··· AVAILABLE DATA ···

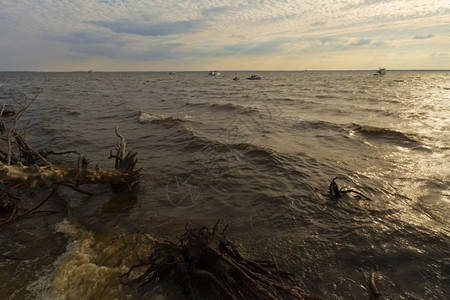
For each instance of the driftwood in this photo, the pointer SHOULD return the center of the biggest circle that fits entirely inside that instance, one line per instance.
(208, 266)
(374, 292)
(22, 167)
(336, 192)
(36, 176)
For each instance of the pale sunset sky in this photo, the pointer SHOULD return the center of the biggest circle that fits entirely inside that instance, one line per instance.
(169, 35)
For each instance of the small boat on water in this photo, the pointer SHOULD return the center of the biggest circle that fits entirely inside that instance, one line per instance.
(380, 71)
(254, 77)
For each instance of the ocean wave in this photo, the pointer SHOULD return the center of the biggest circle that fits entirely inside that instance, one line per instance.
(385, 135)
(224, 107)
(148, 118)
(314, 124)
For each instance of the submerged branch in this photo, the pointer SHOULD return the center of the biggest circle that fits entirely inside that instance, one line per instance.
(207, 265)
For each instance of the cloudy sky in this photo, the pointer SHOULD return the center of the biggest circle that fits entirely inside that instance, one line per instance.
(141, 35)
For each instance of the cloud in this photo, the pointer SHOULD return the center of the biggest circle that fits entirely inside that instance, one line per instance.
(423, 37)
(361, 42)
(150, 29)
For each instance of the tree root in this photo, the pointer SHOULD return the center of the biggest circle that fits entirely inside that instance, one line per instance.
(208, 266)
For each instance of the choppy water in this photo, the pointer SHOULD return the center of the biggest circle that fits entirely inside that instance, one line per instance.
(259, 155)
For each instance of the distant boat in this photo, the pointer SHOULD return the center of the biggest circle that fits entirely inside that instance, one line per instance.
(254, 77)
(380, 71)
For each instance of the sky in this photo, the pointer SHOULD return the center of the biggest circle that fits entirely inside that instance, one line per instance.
(175, 35)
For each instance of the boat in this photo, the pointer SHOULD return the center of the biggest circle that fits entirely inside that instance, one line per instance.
(380, 71)
(254, 77)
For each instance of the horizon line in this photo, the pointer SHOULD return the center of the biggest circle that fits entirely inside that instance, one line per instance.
(160, 71)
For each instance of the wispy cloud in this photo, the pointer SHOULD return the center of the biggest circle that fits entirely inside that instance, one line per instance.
(423, 37)
(178, 31)
(150, 28)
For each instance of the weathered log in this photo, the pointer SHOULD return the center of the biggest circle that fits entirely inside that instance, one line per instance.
(36, 176)
(208, 266)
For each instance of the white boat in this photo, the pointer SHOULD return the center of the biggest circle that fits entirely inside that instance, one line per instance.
(254, 77)
(380, 71)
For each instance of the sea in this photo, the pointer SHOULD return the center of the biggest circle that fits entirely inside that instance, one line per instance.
(258, 155)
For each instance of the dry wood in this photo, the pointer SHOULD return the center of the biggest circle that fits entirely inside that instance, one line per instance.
(207, 265)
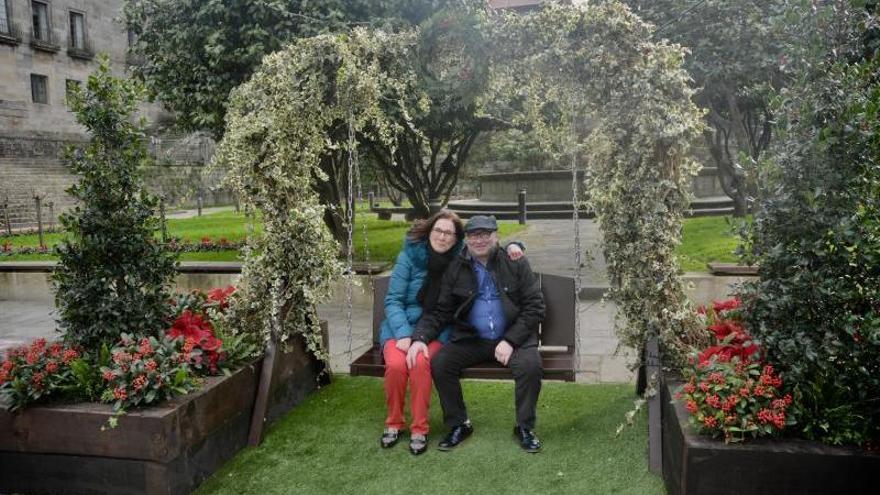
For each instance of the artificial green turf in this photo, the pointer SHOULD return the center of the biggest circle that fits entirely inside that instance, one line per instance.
(706, 239)
(330, 444)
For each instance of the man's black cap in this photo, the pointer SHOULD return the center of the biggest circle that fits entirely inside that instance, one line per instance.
(481, 222)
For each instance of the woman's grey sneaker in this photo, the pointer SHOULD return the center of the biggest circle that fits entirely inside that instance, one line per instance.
(389, 438)
(418, 444)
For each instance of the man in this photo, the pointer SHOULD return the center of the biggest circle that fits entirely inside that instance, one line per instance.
(495, 306)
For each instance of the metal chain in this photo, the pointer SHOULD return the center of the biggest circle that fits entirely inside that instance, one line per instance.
(349, 216)
(577, 244)
(357, 173)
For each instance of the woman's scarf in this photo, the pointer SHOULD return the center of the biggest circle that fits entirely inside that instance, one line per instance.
(430, 291)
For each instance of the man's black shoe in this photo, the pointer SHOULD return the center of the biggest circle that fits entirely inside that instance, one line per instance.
(456, 436)
(527, 439)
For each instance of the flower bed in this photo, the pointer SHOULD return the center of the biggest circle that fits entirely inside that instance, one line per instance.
(695, 464)
(168, 448)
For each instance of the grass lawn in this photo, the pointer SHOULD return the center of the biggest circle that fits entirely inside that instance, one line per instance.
(706, 239)
(385, 236)
(330, 444)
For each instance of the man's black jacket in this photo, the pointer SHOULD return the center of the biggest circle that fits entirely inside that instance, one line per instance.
(521, 300)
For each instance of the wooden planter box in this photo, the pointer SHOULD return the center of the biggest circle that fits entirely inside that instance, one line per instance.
(694, 464)
(167, 449)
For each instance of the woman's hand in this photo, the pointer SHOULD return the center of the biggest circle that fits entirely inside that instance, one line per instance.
(514, 252)
(403, 344)
(413, 353)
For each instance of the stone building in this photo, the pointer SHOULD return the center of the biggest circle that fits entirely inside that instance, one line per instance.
(46, 47)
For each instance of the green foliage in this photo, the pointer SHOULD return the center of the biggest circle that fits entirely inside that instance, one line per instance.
(735, 52)
(37, 372)
(593, 84)
(816, 234)
(112, 276)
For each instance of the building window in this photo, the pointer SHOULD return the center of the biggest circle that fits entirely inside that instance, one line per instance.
(41, 21)
(77, 31)
(5, 20)
(39, 88)
(70, 86)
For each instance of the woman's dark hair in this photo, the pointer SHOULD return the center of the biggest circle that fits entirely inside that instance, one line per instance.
(421, 229)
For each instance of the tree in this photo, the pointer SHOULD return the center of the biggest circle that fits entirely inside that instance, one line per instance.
(735, 57)
(113, 277)
(221, 43)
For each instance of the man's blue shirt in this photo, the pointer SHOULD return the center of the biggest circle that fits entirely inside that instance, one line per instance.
(487, 314)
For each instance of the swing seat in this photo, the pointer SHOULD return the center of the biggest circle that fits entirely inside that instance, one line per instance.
(556, 335)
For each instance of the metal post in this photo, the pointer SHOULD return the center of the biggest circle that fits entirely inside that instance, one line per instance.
(38, 200)
(162, 223)
(655, 431)
(6, 215)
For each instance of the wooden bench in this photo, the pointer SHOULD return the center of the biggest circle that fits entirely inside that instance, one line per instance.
(556, 334)
(385, 212)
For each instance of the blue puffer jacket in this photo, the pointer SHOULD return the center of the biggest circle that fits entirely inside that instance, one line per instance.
(402, 308)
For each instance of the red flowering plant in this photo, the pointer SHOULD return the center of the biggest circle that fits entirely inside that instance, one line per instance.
(735, 399)
(147, 371)
(724, 321)
(193, 318)
(38, 371)
(729, 392)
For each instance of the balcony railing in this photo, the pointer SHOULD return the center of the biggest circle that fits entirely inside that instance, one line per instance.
(12, 34)
(83, 51)
(46, 44)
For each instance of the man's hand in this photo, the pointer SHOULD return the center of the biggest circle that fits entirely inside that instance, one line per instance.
(413, 353)
(503, 351)
(514, 252)
(403, 344)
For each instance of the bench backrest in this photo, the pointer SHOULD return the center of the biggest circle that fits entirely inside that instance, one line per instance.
(557, 329)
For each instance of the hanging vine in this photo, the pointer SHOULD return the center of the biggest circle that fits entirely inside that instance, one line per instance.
(280, 125)
(594, 84)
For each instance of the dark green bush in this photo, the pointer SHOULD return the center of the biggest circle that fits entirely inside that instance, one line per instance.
(816, 237)
(112, 276)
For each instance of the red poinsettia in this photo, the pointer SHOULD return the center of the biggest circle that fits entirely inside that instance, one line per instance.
(194, 328)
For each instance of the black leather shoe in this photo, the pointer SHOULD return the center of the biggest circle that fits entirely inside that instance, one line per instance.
(456, 436)
(418, 444)
(527, 439)
(389, 438)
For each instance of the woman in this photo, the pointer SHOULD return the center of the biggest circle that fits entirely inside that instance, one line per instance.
(429, 247)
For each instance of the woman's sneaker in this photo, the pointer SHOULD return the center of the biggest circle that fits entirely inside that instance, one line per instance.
(418, 443)
(389, 438)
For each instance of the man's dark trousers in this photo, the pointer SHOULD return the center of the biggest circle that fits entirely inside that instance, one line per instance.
(448, 363)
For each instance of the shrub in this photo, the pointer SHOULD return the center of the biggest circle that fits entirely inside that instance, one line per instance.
(816, 235)
(112, 276)
(36, 372)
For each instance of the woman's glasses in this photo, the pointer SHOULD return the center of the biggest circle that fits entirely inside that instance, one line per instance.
(443, 233)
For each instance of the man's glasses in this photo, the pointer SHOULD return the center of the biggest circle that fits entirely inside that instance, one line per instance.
(479, 235)
(443, 233)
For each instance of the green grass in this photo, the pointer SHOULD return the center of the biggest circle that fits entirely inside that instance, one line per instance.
(330, 444)
(385, 236)
(706, 239)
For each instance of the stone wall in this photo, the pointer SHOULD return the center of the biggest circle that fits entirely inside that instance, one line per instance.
(31, 164)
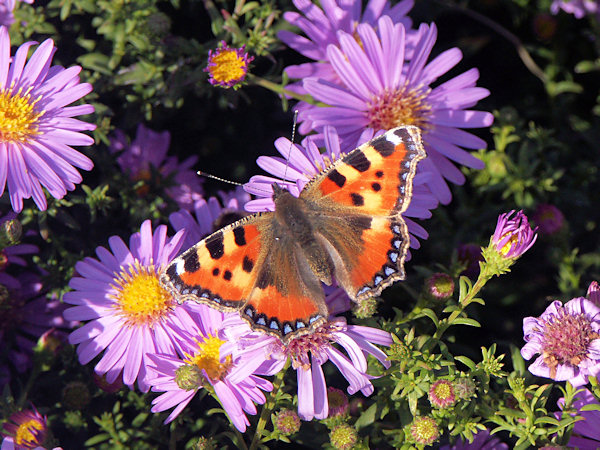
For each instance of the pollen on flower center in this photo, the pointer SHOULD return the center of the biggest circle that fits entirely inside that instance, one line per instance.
(208, 358)
(140, 296)
(402, 106)
(19, 120)
(26, 433)
(567, 339)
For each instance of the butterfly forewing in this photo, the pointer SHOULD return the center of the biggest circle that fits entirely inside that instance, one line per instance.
(357, 204)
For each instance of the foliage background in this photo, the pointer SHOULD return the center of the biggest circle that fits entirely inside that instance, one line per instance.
(145, 60)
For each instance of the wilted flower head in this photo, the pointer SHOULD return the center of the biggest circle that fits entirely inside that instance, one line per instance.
(424, 430)
(440, 286)
(37, 127)
(228, 66)
(343, 436)
(287, 422)
(441, 394)
(567, 340)
(28, 429)
(513, 237)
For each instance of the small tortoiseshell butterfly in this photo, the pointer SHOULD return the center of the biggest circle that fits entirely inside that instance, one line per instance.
(346, 224)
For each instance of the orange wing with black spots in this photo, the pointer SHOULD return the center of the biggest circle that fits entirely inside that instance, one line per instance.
(243, 267)
(357, 204)
(346, 223)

···

» **ACTIVITY**: Locate the line that contains "For each instance of the wilted", then please quote it and every line after it to the end of the entries above, exactly and with nothing else.

» **RESULT OF THIS EXERCISE**:
For each instance of the wilted flower head in this photo, the pointer SHOULD return the center of the biggest circle that fits entirely inside that instance, one line per instance.
(424, 430)
(440, 286)
(37, 127)
(228, 66)
(343, 436)
(287, 422)
(441, 394)
(567, 340)
(28, 429)
(513, 237)
For each instance of the small tortoiseshell butterfly in this photo, the pointer SHOULD return the center of the biggest circle that fits entirely inside that instance, one line per instance.
(346, 224)
For each instance of the orange wing with black spots in this photo, the pointer SHOULD return the center of the biggest circle that fits entirely inside that instance, one line per instance.
(243, 267)
(357, 204)
(346, 223)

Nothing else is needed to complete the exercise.